Excerpts from point annotation data —

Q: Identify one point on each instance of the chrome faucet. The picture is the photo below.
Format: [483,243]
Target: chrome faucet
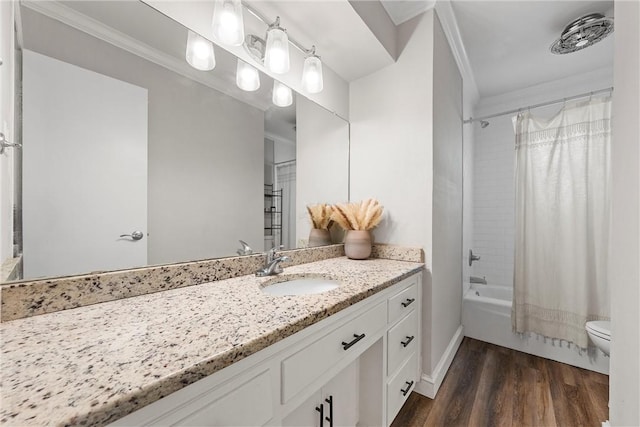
[480,280]
[473,257]
[272,263]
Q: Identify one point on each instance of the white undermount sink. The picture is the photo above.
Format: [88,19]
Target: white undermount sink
[300,286]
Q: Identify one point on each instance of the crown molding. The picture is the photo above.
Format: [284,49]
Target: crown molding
[452,32]
[97,29]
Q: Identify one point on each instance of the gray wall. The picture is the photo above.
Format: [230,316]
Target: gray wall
[395,145]
[322,151]
[206,149]
[447,195]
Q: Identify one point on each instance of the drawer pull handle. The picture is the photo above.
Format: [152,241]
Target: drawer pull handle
[405,391]
[408,341]
[330,417]
[408,302]
[356,338]
[321,410]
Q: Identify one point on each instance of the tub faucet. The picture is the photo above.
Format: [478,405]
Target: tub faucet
[481,280]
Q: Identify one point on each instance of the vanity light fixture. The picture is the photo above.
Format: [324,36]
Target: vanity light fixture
[312,72]
[276,56]
[228,24]
[247,77]
[200,52]
[282,96]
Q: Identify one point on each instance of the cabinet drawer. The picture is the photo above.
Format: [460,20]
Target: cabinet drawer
[404,301]
[401,341]
[400,386]
[305,366]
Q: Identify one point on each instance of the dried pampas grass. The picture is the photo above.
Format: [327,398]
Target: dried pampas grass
[365,215]
[320,215]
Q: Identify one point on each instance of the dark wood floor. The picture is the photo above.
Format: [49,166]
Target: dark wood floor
[488,385]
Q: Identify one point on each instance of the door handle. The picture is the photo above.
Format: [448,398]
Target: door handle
[136,235]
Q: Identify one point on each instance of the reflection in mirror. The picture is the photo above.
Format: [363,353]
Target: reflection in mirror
[132,157]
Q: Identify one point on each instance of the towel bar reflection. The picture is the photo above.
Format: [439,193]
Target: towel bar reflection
[6,144]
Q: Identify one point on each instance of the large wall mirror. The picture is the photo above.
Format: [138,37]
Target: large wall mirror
[132,157]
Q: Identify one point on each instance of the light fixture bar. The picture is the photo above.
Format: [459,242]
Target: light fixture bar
[268,23]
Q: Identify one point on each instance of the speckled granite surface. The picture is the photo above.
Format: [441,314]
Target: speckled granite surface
[31,298]
[95,364]
[400,253]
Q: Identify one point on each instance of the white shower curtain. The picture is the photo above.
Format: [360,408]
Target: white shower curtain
[562,221]
[285,179]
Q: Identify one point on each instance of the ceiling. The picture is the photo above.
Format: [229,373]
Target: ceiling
[402,10]
[508,42]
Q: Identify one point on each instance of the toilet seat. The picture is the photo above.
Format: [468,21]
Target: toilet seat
[600,328]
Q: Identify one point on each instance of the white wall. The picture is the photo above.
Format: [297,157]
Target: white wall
[322,161]
[494,166]
[7,88]
[624,274]
[392,159]
[205,155]
[446,291]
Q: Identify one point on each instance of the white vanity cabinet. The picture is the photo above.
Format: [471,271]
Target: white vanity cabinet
[357,366]
[336,403]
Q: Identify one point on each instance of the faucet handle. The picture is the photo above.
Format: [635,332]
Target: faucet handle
[246,249]
[274,249]
[271,253]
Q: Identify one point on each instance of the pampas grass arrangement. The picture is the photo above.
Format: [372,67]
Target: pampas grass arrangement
[320,215]
[364,215]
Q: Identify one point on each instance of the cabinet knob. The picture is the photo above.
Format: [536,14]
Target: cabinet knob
[408,302]
[347,345]
[408,341]
[405,391]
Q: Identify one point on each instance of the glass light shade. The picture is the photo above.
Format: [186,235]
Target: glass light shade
[282,95]
[247,77]
[228,24]
[312,74]
[200,52]
[276,57]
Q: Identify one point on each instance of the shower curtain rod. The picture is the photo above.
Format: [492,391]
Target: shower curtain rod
[542,104]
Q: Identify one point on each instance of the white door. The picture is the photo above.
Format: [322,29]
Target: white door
[84,169]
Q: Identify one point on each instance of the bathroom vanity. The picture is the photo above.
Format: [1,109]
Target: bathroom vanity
[224,353]
[340,371]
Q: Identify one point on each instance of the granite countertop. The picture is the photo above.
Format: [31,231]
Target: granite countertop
[95,364]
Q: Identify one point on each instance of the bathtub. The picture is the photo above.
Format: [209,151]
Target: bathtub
[486,316]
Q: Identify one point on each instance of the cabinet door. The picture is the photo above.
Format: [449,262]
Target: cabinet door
[342,390]
[338,400]
[306,414]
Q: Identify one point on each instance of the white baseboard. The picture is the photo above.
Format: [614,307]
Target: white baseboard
[429,384]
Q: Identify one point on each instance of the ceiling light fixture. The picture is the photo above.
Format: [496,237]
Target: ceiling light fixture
[200,52]
[228,24]
[282,96]
[582,33]
[276,55]
[312,73]
[247,77]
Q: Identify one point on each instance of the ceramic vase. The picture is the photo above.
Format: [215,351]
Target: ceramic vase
[318,237]
[357,244]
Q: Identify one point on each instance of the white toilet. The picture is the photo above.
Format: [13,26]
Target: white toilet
[599,332]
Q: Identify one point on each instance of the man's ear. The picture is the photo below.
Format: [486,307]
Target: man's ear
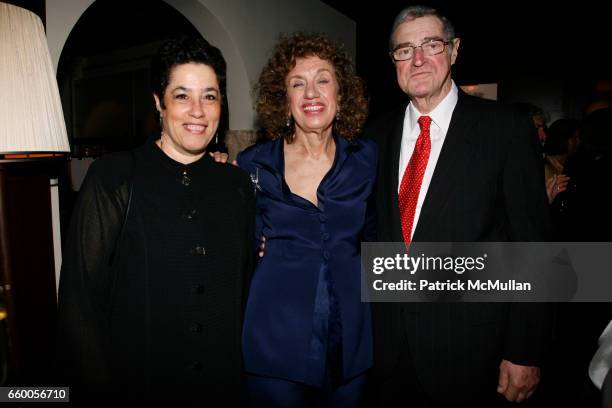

The task — Edit the data above so that "Identify" reads "Locate" everywhere, keeping everything else the same. Leave the pictures out of your answer.

Solution for this task —
Q: Locate one point on each instance of the chrome faucet. The picture is the photo below.
Format: [483,243]
Target: chrome faucet
[480,280]
[473,257]
[272,263]
Q: Locate one point on each instance of the white undermount sink. The picture is the photo above.
Format: [88,19]
Target: white undermount sink
[300,286]
Q: Locate one point on each instance of the crown molding. The picture is the photo above.
Format: [284,49]
Target: crown molding
[452,32]
[97,29]
Q: Locate one point on each instance of the gray wall. The picture is the photo above.
Format: [230,316]
Target: gray wall
[395,145]
[322,151]
[206,149]
[447,195]
Q: Locate one point on each instance of the drawer pull handle. The picture is the photo above.
Format: [152,241]
Target: drawer pull handle
[405,391]
[408,341]
[330,417]
[408,302]
[356,338]
[321,410]
Q: Locate one point on each instance of the tub faucet. The picture is the photo above.
Format: [478,405]
Target: tub faucet
[481,280]
Q: Locate one point on each instance of the vanity light fixture. The picture is the photo above.
Format: [324,36]
Target: vanity light fixture
[312,72]
[276,56]
[228,24]
[247,77]
[200,52]
[282,96]
Q: Locate one point on each instance of the cabinet drawer. The picture is the photo above.
Format: [460,20]
Target: cabinet drawer
[404,301]
[401,341]
[400,386]
[305,366]
Q: Locate one point on each instance of the dried pampas grass. The picture is the photo above.
Format: [327,398]
Target: dried pampas grass
[365,215]
[320,215]
Q: Locate one point on each instance of the dark wood floor. The picture is the photo above.
Format: [49,166]
Target: dark wood floor
[488,385]
Q: Locate one point on each instance of the door handle. The picture is the photo above.
Format: [448,398]
Target: door handle
[136,235]
Q: Locate one point on each instance of the reflection in mirror. The picture is the photo above.
Format: [363,353]
Target: reflection in mirror
[132,157]
Q: Locate one point on each instance of the towel bar reflection. The picture is the photo above.
Format: [439,193]
Target: towel bar reflection
[6,144]
Q: Locate one point on each instance of the large wall mirror. The picture is the photo above.
Format: [138,37]
Target: large wall mirror
[132,157]
Q: Locate one point on each instance of the light fixture bar. The picture is the photo above.
Format: [459,242]
Target: light fixture bar
[268,23]
Q: Locate one point on each instance of the speckled granite surface. The picture is the photo above.
Format: [441,314]
Target: speckled granite surface
[31,298]
[95,364]
[400,253]
Q: Locate one point on each instance of the white shower curtain. The picture is the photo above.
Format: [360,408]
Target: white shower curtain
[562,221]
[285,179]
Q: Locate one point on each instance of the ceiling. The picture is the photo above.
Format: [229,373]
Target: ceiling
[402,10]
[508,42]
Q: Locate one point on each instance of the toilet seat. The picture is the photo above.
Format: [468,21]
Target: toilet seat
[600,328]
Q: Locate one point on each instance of the white wall. The picture is the photo above.
Format: [297,157]
Target: white wall
[322,161]
[494,166]
[7,88]
[624,274]
[392,159]
[205,155]
[446,291]
Q: Locate one point on each instance of the white vanity cabinet. The picture is the photo above.
Format: [471,271]
Target: white vanity cabinet
[357,366]
[336,403]
Q: Locate one point on each instance of the faucet handle. The picture is the photo above.
Format: [635,332]
Target: faucet handle
[246,249]
[274,249]
[271,253]
Q: Locate one point on each instance of the pampas grass arrangement. The picture is the photo above.
Format: [372,67]
Target: pampas grass arrangement
[320,215]
[364,215]
Q: Locate one point on each instance of the cabinet knob. The picture is the photo above.
Format: [536,14]
Target: cabinet knob
[408,302]
[347,345]
[408,341]
[405,391]
Q: Locate one point on each instance of the glass light shade. The picture is the photo above.
Format: [186,235]
Target: glass light shade
[282,95]
[247,77]
[228,24]
[312,74]
[200,52]
[276,57]
Q: Locate one point on each instance of the shower curtain rod. The picture is the photo above.
Format: [492,391]
Target: shower curtain rod
[542,104]
Q: Locate one point on each instance of the white door. The picture is the photo above.
Format: [322,29]
Target: white door
[84,169]
Q: Locate one point on each instance of the bathroom vanity. The picture is the photo above.
Format: [1,109]
Target: bathroom vanity
[224,353]
[340,371]
Q: Locate one point on each instance of the granite countertop. The picture is the photo above.
Format: [31,231]
Target: granite countertop
[95,364]
Q: Locate one point on each instance of the bathtub. The picture is the photo above.
Format: [209,151]
Target: bathtub
[486,316]
Q: Locate one point on each instance of the cabinet door. The picture is the photo above.
Format: [449,262]
Target: cabinet door
[342,390]
[338,400]
[306,414]
Q: Locate one point on each instance of the white baseboard. The picture is the photo above.
Format: [614,307]
Target: white baseboard
[429,384]
Q: Locate one point on each instance of the ceiling light fixture. The picture is the photo above.
Format: [496,237]
Target: ceiling light fixture
[200,52]
[228,24]
[282,96]
[582,33]
[276,55]
[312,73]
[247,77]
Q: Locate one point on each instance of the ceramic vase. The picture is the photo above.
Format: [215,351]
Target: ceramic vase
[318,237]
[357,244]
Q: Locate one point on each instance of the white toilet. The picture is the photo above.
Format: [13,26]
Target: white toilet
[599,332]
Q: Locate one point on each instance of the man's ear. The picture is the photo below.
Format: [486,307]
Target: man's ear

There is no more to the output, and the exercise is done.